*WORK REQUEST*. Copy the abstract from "Data sources" to "the variability measure.", switching "Google Scholar" to "Scopus".

*** PASSAGE PROVIDED ***

Validity of age estimation methods and reproducibility of bone/dental maturity indices for chronological age estimation

Abstract

Aim

This systematic review sought to assess the validity of age estimation methods based on bone or dental maturity indices and their reproducibility through a meta-analysis of validation and reproducibility studies.

Data sources

A systematic online search was conducted in PubMed and Google Scholar.

Study selection

Cross-sectional studies were included. The authors excluded articles without information on validity and reproducibility outcomes, articles not written in English or Italian, and those where it was impossible to obtain pooled reproducibility estimates of Cohen’s kappa or the intraclass correlation coefficient (ICC) due to a lack of information on the variability measure.

Data extraction and synthesis

The authors tried to follow the preferred reporting items for systematic reviews and meta-analyses (PRISMA) protocol. They also considered the PICOS/PECOS strategy to assess the research questions in their included studies; nevertheless, no particular guideline was reported to be consistently followed in their study.

*** INFORMATION ***

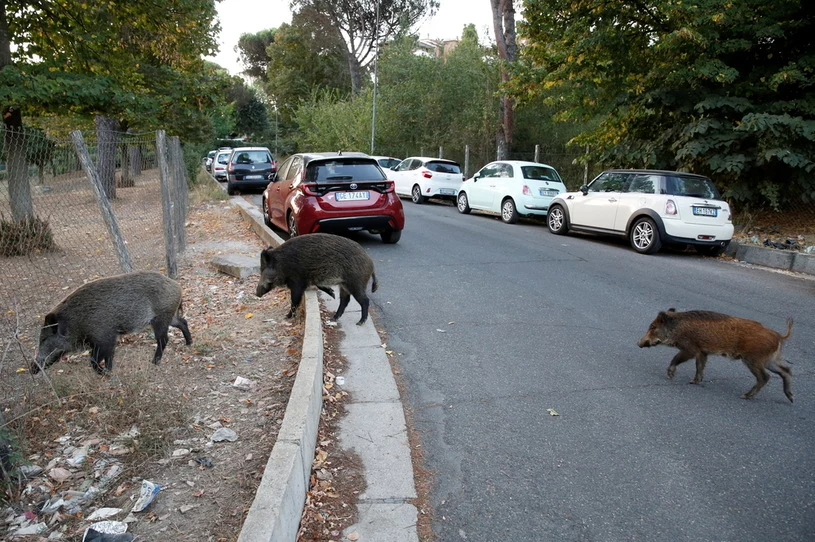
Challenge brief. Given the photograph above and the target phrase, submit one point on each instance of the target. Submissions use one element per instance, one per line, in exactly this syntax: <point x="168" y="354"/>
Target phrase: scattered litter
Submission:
<point x="204" y="462"/>
<point x="98" y="532"/>
<point x="103" y="513"/>
<point x="244" y="384"/>
<point x="224" y="433"/>
<point x="187" y="507"/>
<point x="148" y="493"/>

***

*REPLY TO THE EXERCISE*.
Data sources

A systematic online search was conducted in PubMed and Scopus.

Study selection

Cross-sectional studies were included. The authors excluded articles without information on validity and reproducibility outcomes, articles not written in English or Italian, and those where it was impossible to obtain pooled reproducibility estimates of Cohen’s kappa or the intraclass correlation coefficient (ICC) due to a lack of information on the variability measure.